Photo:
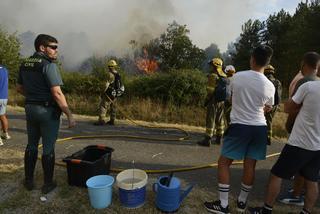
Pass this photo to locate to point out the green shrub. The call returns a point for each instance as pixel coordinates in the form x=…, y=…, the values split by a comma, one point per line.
x=177, y=87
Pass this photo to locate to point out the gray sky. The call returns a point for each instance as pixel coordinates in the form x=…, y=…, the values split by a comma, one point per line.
x=86, y=27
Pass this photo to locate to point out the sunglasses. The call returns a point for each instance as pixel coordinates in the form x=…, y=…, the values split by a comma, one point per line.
x=53, y=47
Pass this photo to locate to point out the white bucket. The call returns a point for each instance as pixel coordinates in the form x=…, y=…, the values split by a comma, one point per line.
x=132, y=187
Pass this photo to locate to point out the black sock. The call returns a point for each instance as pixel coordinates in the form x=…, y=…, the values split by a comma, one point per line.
x=304, y=211
x=267, y=209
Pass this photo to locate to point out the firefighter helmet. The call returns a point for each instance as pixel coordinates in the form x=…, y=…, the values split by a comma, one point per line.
x=112, y=63
x=269, y=69
x=230, y=70
x=217, y=63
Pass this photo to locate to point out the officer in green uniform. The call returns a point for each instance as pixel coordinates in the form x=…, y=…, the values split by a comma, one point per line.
x=230, y=71
x=39, y=81
x=214, y=117
x=269, y=72
x=113, y=89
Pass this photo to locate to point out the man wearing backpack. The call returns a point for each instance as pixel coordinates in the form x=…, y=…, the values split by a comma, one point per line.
x=216, y=95
x=269, y=72
x=113, y=88
x=246, y=137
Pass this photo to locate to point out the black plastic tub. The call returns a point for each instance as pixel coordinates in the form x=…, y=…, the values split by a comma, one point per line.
x=88, y=162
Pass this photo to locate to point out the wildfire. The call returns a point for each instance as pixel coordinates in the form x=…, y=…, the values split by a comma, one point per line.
x=145, y=64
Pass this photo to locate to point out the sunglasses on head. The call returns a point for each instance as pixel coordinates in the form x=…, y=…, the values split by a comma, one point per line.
x=53, y=47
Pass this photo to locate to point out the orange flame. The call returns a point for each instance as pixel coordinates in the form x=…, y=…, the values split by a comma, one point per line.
x=145, y=64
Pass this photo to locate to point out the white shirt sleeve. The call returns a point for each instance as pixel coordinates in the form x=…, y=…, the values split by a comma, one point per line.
x=301, y=93
x=270, y=101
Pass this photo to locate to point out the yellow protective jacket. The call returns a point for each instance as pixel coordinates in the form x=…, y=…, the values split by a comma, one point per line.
x=109, y=79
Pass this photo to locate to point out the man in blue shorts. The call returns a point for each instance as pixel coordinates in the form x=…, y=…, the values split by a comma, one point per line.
x=246, y=137
x=301, y=155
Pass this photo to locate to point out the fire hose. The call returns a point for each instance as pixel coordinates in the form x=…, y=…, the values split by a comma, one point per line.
x=151, y=171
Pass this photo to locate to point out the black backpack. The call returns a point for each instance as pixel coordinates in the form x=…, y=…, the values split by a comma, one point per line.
x=222, y=90
x=278, y=91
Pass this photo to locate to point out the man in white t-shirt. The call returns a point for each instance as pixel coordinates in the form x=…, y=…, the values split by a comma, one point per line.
x=302, y=152
x=246, y=137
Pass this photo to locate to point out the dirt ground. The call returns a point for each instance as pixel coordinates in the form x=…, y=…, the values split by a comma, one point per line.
x=147, y=154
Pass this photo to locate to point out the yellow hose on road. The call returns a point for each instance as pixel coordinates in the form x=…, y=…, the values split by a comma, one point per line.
x=152, y=171
x=183, y=169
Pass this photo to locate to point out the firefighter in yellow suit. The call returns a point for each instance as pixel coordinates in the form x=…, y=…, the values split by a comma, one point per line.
x=113, y=89
x=215, y=110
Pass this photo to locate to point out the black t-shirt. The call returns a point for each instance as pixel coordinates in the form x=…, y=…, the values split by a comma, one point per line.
x=38, y=75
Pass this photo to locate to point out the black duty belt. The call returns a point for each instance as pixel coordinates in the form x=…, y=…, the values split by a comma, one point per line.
x=41, y=103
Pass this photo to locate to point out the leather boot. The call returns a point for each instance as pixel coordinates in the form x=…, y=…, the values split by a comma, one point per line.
x=205, y=142
x=218, y=140
x=48, y=169
x=30, y=160
x=111, y=122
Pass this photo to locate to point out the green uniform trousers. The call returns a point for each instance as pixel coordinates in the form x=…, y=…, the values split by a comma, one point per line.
x=215, y=118
x=42, y=122
x=227, y=112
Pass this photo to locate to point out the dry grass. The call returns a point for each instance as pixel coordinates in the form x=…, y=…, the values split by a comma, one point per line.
x=151, y=111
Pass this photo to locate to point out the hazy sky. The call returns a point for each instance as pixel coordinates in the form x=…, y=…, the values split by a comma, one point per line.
x=84, y=27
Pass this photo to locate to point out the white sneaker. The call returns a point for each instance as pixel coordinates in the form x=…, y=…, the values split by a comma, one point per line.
x=5, y=136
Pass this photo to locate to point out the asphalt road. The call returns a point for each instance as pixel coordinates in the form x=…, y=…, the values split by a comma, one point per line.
x=149, y=154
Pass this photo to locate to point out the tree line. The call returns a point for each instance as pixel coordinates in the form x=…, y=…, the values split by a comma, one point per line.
x=290, y=36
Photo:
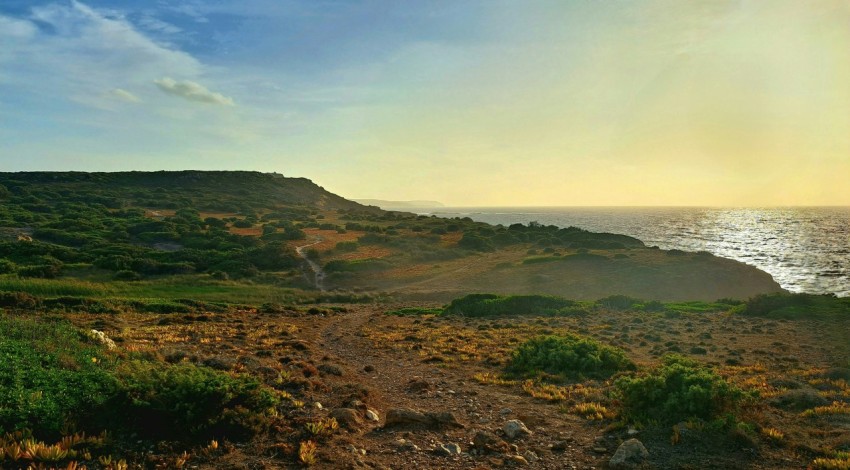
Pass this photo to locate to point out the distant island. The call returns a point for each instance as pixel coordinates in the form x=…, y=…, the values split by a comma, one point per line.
x=384, y=204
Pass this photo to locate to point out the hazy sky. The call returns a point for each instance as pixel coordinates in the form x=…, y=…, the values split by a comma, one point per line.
x=486, y=102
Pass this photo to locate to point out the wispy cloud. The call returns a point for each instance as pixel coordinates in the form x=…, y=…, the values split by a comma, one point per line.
x=78, y=53
x=124, y=95
x=192, y=91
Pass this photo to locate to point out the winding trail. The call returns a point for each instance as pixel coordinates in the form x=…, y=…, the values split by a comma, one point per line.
x=318, y=272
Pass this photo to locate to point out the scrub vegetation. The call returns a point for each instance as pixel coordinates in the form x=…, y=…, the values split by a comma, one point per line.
x=169, y=320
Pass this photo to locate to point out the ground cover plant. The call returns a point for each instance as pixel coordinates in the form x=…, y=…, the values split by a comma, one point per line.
x=568, y=356
x=677, y=390
x=223, y=334
x=58, y=381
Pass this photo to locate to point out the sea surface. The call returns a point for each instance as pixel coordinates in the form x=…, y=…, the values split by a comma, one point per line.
x=805, y=249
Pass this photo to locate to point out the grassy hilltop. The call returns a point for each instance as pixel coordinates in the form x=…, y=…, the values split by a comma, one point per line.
x=249, y=320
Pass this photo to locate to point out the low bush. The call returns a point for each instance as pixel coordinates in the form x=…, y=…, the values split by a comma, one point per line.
x=346, y=247
x=487, y=305
x=54, y=377
x=51, y=376
x=185, y=400
x=567, y=357
x=790, y=306
x=679, y=389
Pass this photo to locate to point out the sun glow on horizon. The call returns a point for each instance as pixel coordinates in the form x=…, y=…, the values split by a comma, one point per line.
x=656, y=102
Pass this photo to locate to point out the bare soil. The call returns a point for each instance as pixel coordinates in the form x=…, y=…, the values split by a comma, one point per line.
x=356, y=356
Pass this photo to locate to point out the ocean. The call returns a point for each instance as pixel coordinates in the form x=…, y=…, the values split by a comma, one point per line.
x=805, y=249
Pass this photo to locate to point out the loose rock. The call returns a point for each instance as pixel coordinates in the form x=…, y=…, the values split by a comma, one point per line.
x=515, y=428
x=629, y=455
x=405, y=417
x=487, y=441
x=346, y=417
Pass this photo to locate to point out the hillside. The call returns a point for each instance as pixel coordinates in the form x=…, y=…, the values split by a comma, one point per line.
x=226, y=226
x=246, y=320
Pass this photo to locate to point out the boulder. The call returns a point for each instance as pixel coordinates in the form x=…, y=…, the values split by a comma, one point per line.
x=798, y=399
x=515, y=428
x=629, y=455
x=346, y=417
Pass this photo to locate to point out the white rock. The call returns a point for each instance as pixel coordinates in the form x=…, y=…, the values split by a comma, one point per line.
x=630, y=454
x=515, y=428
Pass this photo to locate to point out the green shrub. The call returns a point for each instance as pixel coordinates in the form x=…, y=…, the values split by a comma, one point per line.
x=127, y=275
x=344, y=247
x=486, y=305
x=679, y=389
x=474, y=242
x=185, y=400
x=783, y=305
x=567, y=357
x=51, y=376
x=619, y=302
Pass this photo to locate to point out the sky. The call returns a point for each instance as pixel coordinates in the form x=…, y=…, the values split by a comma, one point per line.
x=470, y=103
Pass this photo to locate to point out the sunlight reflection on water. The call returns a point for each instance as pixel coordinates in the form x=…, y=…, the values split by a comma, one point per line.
x=805, y=249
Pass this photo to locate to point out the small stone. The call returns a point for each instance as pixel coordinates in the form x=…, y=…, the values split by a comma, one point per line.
x=515, y=428
x=629, y=455
x=453, y=448
x=516, y=459
x=346, y=417
x=408, y=417
x=447, y=449
x=487, y=441
x=403, y=445
x=559, y=446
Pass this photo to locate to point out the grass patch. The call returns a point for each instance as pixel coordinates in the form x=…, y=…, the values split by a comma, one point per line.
x=489, y=305
x=54, y=287
x=415, y=311
x=56, y=377
x=791, y=306
x=52, y=375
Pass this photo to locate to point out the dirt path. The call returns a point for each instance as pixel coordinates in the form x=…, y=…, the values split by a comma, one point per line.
x=407, y=380
x=318, y=272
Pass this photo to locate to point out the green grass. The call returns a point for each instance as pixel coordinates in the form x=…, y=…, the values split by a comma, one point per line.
x=414, y=311
x=677, y=390
x=51, y=375
x=791, y=306
x=487, y=305
x=55, y=377
x=55, y=287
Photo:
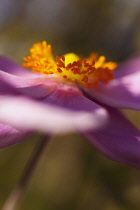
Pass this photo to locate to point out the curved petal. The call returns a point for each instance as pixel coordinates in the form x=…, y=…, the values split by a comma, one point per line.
x=10, y=135
x=80, y=114
x=119, y=140
x=36, y=87
x=128, y=67
x=123, y=92
x=11, y=67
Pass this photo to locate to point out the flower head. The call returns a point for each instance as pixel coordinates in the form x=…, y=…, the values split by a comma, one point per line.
x=69, y=93
x=88, y=72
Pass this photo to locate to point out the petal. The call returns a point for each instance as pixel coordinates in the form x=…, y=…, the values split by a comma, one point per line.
x=119, y=140
x=11, y=67
x=123, y=92
x=36, y=87
x=10, y=135
x=35, y=115
x=128, y=67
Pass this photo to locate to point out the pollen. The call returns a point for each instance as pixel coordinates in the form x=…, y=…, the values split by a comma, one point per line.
x=89, y=71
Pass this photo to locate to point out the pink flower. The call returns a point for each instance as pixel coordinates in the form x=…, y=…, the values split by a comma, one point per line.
x=71, y=94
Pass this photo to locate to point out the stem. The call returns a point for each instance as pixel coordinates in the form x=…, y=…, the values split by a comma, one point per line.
x=15, y=198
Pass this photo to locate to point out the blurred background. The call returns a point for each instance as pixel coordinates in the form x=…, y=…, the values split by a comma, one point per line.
x=71, y=175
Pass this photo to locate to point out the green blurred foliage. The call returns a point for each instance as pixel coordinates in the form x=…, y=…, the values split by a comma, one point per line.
x=71, y=173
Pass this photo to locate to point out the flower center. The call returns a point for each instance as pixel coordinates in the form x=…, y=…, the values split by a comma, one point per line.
x=89, y=71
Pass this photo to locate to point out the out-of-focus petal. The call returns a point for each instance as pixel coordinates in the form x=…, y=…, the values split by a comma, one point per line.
x=36, y=87
x=10, y=135
x=119, y=140
x=129, y=67
x=11, y=67
x=35, y=115
x=123, y=92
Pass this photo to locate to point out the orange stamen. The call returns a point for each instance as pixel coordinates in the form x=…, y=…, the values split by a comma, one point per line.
x=89, y=71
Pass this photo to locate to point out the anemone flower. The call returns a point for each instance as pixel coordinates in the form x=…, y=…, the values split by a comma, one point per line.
x=69, y=93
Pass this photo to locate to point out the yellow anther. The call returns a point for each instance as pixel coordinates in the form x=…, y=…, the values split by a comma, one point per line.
x=88, y=71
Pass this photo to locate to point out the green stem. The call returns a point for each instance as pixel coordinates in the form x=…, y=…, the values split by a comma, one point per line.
x=15, y=198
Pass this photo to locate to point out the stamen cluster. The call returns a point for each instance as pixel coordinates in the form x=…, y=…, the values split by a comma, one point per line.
x=88, y=71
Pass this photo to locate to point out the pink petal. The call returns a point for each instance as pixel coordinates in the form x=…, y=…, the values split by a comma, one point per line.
x=128, y=67
x=36, y=87
x=10, y=135
x=34, y=115
x=11, y=67
x=123, y=92
x=119, y=140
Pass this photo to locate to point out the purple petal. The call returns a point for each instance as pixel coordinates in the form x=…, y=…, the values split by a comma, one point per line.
x=123, y=92
x=128, y=67
x=119, y=140
x=35, y=115
x=11, y=67
x=10, y=135
x=36, y=87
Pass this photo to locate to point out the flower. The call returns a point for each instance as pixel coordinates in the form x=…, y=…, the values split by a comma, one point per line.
x=71, y=94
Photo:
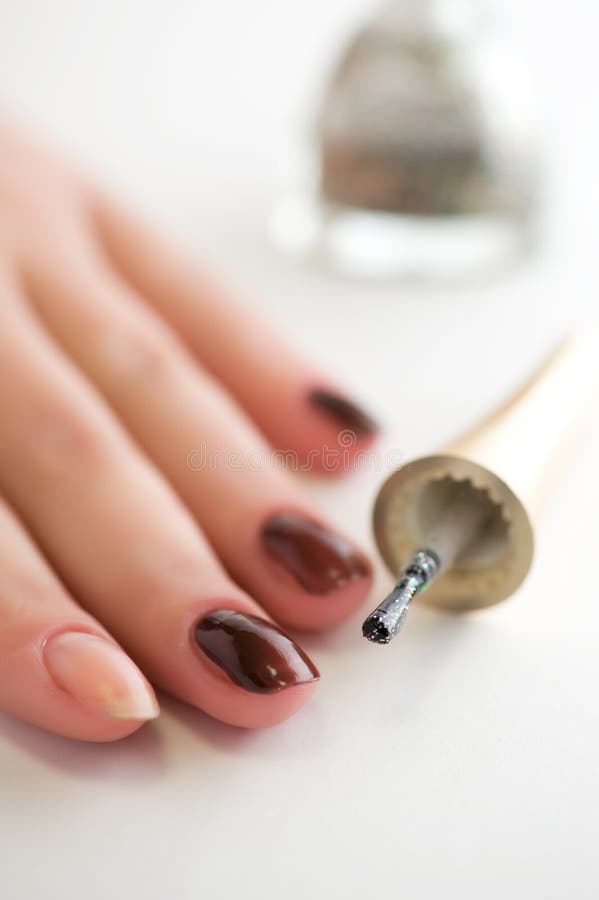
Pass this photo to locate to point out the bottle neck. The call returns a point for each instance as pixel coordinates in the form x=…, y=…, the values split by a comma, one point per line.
x=420, y=19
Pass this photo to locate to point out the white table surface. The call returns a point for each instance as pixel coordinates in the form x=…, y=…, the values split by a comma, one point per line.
x=462, y=762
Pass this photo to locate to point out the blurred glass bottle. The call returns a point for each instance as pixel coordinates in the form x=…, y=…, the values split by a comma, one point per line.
x=426, y=157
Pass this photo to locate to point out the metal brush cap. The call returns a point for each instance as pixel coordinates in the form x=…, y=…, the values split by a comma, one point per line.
x=494, y=564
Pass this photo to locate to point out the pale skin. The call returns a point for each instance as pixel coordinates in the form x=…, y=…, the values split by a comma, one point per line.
x=119, y=357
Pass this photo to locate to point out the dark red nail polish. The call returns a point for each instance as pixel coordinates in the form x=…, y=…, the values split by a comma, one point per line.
x=320, y=560
x=345, y=413
x=253, y=652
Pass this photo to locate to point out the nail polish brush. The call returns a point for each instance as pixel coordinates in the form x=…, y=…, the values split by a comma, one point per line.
x=456, y=528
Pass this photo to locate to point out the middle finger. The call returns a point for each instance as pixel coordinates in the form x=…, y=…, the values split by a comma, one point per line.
x=255, y=516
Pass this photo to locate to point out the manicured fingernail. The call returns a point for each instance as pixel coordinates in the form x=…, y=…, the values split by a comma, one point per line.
x=320, y=560
x=253, y=653
x=345, y=413
x=100, y=675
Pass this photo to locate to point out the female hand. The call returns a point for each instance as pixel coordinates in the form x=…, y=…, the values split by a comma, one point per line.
x=135, y=400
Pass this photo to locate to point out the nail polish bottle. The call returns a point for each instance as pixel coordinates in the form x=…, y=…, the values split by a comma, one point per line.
x=425, y=157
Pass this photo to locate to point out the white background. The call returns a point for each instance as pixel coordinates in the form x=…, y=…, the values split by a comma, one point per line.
x=462, y=761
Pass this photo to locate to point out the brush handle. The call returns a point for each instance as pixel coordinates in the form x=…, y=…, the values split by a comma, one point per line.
x=527, y=439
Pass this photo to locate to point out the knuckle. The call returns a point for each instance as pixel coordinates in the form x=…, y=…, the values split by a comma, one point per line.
x=137, y=352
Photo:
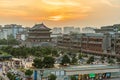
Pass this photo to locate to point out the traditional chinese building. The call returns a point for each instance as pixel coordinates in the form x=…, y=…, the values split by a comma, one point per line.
x=38, y=34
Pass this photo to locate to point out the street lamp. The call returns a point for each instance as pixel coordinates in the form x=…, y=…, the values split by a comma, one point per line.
x=41, y=73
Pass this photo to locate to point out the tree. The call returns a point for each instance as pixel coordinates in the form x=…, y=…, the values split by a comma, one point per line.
x=90, y=60
x=102, y=59
x=65, y=60
x=80, y=56
x=29, y=72
x=118, y=59
x=111, y=61
x=72, y=78
x=74, y=60
x=52, y=77
x=38, y=63
x=48, y=62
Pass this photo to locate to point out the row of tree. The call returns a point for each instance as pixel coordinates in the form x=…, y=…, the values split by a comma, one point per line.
x=9, y=41
x=26, y=51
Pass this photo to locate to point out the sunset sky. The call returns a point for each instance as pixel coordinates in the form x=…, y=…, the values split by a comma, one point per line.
x=60, y=13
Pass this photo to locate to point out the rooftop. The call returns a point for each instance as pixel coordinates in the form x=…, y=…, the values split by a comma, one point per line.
x=40, y=27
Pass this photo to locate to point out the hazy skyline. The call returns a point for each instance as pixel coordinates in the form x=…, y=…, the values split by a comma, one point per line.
x=60, y=13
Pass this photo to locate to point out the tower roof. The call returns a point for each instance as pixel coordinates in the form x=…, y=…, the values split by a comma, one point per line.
x=40, y=27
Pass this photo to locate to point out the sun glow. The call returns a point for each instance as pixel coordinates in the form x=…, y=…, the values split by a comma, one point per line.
x=56, y=18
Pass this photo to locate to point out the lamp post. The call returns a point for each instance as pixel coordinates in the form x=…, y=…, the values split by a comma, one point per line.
x=41, y=74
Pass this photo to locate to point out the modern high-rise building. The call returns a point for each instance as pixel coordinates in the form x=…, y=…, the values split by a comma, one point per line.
x=56, y=30
x=38, y=34
x=67, y=30
x=88, y=30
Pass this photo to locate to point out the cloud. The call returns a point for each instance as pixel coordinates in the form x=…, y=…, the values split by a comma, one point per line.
x=61, y=2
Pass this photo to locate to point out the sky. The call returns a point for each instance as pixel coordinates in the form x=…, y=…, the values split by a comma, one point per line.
x=60, y=13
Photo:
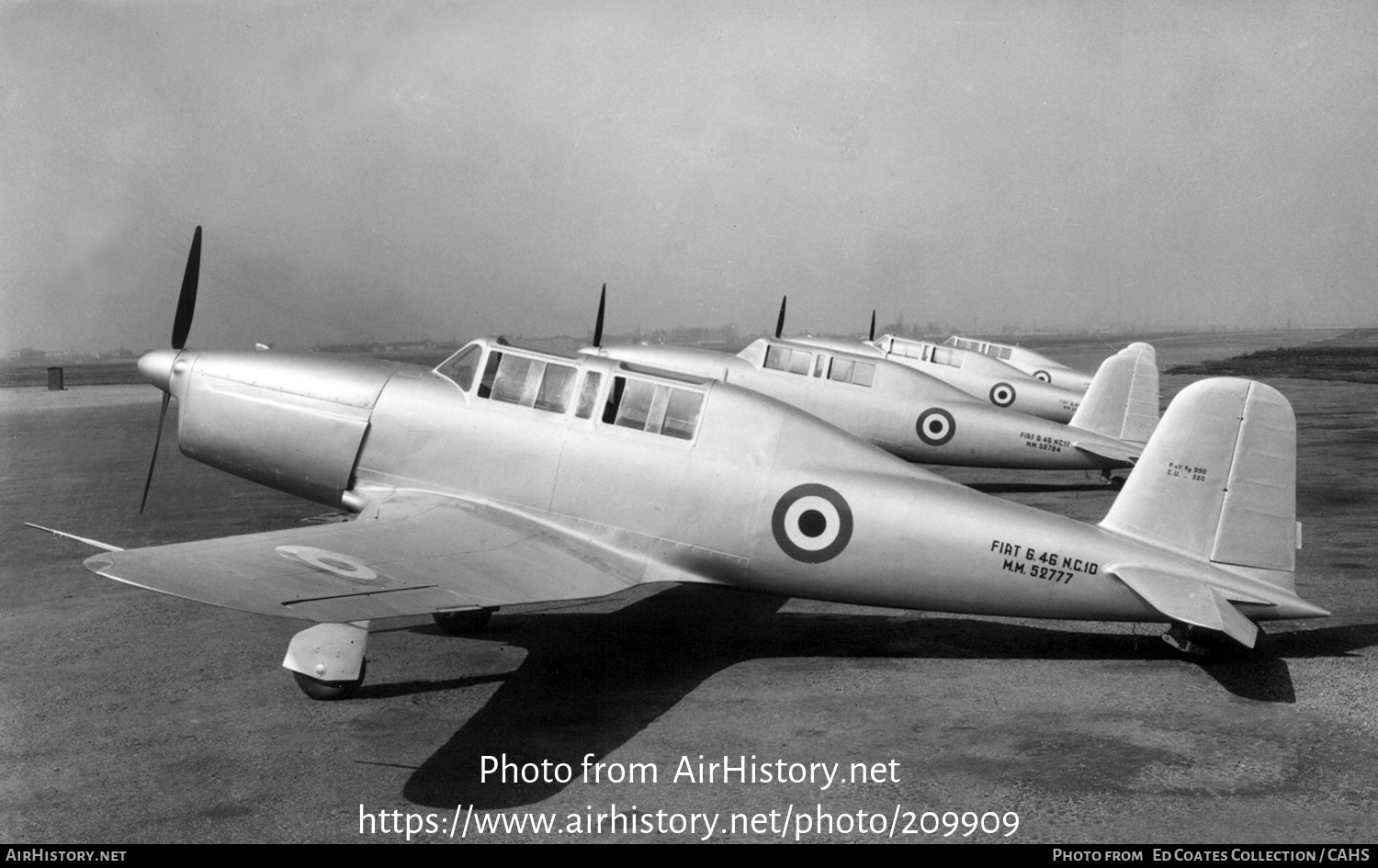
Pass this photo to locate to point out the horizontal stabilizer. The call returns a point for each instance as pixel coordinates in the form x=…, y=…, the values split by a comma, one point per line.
x=437, y=553
x=1190, y=601
x=1122, y=400
x=1108, y=452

(PROBLEM STATEMENT) Count the lines in the records above that include the string "uniform", where case must match, and give only the number.

(OUTPUT OF THE TASK) 2